----- SELEZIONE -----

ANNO:
U.S.A. 2003
GENERE:
Commedia
REGIA: Mike
Newell
CAST: Julia
Roberts, Kirsten Dunst, Julia
Stiles, Maggie Gyllenhaal, Marcia
Gay Harden, Ginnifer Goodwin, Juliet
Stevenson,
Dominic West, Laura Allen, Topher Grace,
Terence
Rigby, Donna Mitchell,
Marian Seldes, Ebon Moss-Bachrach, Jordan Bridges,
John Slattery, Taylor Roberts, Tori Amos, Krysten
Ritter.
DURATA:
125 '
TRAMA: Katherine
Watson (Julia Roberts) è un'insegnate
di storia dell'arte idealista e testarda che nell'autunno
del 1953 si trasferisce dalla California al campus
di Wellesley, nel New England,
con l'incarico di educare le più ricche e
brillanti giovani donne americane. Katherine sfida
coraggiosamente l'establishment universitario dell'America
degli
anni '50 mettendo sottosopra l'atmosfera ottusa
e repressiva del college e
proponendo alle sue giovani e sensibili studentesse,
tra cui la diplomanda Joan Brandwyn (Julia
Stiles), l’iconoclasta
Giselle Levy (Maggie Gyllenhaal), la timida Connie
Baker (Ginnifer Goodwin) e la conservatrice Betty
Warren (Kirsten Dunst), la concreta possibilità di
un futuro più luminoso e positivo...

----- ESTRATTO DEL DATASET -----

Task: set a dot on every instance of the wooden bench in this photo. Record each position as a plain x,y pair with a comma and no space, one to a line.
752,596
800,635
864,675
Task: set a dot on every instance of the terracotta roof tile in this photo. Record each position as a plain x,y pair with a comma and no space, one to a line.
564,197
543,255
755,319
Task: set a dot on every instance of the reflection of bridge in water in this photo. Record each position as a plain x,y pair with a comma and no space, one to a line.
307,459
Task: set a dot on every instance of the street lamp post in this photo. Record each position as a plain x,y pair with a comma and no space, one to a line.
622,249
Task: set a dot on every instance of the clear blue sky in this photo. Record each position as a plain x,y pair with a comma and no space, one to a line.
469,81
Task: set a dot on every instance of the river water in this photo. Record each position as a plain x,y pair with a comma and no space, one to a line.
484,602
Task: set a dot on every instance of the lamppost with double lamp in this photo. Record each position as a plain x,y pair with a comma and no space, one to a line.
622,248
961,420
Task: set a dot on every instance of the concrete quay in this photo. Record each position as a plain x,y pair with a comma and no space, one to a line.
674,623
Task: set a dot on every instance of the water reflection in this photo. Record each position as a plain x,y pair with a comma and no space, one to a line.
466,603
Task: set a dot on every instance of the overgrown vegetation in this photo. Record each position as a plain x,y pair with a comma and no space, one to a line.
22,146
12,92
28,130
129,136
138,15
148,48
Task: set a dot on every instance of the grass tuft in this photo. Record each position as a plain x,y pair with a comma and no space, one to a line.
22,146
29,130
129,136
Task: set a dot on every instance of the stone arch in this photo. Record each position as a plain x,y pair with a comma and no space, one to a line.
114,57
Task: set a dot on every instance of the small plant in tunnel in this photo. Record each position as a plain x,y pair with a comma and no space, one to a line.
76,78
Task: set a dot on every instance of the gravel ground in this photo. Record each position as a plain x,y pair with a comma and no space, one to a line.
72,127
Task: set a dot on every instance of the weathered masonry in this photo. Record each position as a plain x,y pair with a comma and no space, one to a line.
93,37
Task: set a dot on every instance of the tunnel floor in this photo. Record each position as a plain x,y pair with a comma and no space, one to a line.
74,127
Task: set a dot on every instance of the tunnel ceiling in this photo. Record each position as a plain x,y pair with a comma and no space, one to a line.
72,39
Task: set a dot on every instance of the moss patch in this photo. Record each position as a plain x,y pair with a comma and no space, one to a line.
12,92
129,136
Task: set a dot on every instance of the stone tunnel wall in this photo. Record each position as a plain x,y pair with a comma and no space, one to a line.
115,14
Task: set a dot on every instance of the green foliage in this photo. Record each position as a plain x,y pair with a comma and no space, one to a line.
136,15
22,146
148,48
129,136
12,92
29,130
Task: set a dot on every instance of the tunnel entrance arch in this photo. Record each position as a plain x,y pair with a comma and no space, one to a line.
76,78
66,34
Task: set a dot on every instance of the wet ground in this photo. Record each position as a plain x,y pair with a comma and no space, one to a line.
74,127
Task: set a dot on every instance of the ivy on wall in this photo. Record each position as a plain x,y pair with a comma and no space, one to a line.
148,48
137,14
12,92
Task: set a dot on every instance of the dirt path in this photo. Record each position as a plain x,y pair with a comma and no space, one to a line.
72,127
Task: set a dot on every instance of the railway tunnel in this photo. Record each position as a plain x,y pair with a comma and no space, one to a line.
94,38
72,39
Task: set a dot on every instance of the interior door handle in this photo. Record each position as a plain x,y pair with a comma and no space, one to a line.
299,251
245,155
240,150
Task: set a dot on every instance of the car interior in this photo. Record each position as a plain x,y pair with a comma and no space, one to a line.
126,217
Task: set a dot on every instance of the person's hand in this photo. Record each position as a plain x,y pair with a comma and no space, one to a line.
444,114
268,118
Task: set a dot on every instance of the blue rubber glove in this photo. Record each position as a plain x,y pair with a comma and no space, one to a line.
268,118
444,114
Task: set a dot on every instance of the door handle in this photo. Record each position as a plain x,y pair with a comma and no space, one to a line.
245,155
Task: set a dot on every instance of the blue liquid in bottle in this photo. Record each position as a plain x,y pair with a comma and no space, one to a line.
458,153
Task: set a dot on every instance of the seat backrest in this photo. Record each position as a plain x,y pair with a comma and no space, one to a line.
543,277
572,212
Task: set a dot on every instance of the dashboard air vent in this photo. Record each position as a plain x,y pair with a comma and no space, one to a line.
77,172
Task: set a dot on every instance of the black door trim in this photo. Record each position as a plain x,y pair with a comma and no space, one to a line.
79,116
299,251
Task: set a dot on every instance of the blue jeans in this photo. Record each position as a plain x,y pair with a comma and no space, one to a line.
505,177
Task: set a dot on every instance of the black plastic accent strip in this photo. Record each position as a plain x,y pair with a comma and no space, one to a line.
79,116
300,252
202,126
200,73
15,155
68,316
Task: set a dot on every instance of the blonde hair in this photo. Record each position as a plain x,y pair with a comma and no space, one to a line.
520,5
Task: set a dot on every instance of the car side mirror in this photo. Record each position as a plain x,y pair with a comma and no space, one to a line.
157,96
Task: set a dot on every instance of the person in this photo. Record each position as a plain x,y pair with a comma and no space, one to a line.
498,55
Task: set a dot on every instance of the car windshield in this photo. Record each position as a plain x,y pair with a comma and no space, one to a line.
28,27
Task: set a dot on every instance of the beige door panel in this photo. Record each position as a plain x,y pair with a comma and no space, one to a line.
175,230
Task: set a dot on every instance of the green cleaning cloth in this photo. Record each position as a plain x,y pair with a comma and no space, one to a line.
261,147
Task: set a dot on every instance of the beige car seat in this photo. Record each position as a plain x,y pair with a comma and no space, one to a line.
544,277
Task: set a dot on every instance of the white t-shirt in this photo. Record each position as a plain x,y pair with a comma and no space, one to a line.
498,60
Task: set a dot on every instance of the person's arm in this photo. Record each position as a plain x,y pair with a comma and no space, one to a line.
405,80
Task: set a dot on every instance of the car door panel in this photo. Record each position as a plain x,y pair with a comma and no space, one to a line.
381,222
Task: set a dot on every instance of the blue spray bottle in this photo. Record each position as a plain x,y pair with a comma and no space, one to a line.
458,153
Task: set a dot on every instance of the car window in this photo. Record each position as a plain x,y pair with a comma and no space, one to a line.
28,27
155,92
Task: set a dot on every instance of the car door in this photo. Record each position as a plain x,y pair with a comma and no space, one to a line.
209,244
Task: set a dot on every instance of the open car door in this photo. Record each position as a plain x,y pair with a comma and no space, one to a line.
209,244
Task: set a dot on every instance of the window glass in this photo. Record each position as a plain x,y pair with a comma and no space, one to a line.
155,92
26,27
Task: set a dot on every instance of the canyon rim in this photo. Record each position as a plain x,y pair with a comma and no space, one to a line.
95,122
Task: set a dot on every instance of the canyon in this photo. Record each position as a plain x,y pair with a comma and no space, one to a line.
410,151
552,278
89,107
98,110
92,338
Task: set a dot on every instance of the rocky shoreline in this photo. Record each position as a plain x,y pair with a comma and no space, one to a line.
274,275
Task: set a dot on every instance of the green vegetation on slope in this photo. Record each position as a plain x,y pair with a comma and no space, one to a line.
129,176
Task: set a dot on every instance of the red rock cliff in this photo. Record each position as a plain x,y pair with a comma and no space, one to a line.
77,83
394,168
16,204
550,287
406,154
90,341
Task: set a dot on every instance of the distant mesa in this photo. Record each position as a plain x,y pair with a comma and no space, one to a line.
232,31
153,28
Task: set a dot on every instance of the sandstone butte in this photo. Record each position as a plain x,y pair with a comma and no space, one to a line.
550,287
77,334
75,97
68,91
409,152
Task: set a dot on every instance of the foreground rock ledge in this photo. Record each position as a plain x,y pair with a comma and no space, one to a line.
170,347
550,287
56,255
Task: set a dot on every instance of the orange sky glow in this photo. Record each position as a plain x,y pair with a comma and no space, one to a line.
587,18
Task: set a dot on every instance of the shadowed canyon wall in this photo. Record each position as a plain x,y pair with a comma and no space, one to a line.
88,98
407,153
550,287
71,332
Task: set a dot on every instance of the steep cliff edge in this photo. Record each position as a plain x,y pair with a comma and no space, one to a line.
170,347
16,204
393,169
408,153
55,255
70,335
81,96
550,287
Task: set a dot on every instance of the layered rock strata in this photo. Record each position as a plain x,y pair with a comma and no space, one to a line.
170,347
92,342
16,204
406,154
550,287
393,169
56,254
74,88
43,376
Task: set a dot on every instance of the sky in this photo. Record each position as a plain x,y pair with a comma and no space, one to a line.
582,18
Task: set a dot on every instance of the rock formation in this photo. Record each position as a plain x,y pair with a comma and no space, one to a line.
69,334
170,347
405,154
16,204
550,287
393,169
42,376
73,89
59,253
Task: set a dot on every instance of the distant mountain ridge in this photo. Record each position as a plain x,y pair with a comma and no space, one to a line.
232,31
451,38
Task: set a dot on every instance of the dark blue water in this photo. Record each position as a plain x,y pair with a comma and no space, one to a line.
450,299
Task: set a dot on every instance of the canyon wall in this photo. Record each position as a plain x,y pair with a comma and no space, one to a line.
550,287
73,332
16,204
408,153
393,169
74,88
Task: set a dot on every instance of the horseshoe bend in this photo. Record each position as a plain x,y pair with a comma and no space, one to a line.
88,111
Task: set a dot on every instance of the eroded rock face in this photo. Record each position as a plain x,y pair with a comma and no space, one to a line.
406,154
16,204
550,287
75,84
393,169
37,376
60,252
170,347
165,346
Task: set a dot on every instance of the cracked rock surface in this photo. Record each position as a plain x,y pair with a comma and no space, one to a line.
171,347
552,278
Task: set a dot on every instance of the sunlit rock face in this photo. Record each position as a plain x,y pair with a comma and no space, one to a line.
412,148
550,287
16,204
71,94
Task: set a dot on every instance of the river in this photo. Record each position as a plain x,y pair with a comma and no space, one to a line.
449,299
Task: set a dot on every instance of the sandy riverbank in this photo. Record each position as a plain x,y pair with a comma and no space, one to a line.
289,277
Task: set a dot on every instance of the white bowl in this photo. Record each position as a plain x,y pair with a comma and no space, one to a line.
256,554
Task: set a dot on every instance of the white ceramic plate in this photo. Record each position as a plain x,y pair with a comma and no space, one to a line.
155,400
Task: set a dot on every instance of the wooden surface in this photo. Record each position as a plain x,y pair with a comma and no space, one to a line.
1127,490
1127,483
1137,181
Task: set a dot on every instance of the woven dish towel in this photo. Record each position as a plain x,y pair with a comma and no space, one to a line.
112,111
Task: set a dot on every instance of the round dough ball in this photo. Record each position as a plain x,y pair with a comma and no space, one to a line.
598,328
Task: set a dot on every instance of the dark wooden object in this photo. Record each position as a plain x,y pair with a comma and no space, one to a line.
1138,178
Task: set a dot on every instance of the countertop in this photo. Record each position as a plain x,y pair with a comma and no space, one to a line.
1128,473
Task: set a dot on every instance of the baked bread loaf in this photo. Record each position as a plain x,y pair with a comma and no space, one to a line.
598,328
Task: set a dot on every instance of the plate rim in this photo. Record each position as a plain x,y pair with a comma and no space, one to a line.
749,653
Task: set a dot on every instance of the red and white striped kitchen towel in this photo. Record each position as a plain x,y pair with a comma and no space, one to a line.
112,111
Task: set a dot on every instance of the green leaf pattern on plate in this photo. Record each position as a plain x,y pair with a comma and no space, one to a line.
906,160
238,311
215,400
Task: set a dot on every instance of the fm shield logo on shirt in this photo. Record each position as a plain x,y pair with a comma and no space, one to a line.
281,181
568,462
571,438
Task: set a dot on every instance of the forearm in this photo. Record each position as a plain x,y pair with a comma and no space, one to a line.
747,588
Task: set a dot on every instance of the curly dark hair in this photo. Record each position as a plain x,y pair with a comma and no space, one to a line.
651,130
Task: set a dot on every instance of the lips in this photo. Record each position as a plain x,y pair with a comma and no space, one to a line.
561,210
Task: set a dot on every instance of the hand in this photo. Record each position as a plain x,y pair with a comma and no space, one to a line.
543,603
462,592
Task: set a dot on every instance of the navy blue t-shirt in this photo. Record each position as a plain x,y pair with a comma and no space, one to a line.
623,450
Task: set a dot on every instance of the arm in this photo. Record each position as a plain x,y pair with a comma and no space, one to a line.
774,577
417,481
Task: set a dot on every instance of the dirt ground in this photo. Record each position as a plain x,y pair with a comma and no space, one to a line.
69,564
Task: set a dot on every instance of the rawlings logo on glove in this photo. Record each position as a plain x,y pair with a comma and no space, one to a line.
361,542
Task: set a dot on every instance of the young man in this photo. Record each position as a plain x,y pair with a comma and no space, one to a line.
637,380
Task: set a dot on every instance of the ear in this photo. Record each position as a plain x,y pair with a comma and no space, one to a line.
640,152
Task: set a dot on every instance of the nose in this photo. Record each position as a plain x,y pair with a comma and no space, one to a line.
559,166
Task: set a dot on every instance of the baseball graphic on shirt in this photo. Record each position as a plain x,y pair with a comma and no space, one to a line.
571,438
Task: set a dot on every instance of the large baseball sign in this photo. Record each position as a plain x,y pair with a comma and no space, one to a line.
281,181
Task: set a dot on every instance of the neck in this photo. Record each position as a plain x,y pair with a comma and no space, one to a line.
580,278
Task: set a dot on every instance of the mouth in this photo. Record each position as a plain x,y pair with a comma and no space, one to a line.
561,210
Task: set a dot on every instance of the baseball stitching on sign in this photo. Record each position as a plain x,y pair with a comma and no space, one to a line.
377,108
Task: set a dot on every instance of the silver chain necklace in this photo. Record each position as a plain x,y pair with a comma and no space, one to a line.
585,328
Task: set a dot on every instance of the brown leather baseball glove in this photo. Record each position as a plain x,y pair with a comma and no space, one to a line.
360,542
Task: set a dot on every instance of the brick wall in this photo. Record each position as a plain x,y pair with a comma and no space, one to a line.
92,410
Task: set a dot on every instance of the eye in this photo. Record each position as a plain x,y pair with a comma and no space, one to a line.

-----

**LAVORO RICHIESTO:** Riassumi in due frasi la scheda del film riportata sopra.

**SOLUZIONE:** La scheda presenta una commedia statunitense del 2003 di 125 minuti, diretta da Mike Newell e interpretata, tra gli altri, da Julia Roberts, Kirsten Dunst, Julia Stiles e Maggie Gyllenhaal. Nell'autunno del 1953 Katherine Watson, docente di storia dell'arte idealista e testarda, si trasferisce dalla California al campus di Wellesley, nel New England, dove sfida l'establishment universitario e offre alle sue studentesse la possibilità di un futuro più luminoso e positivo.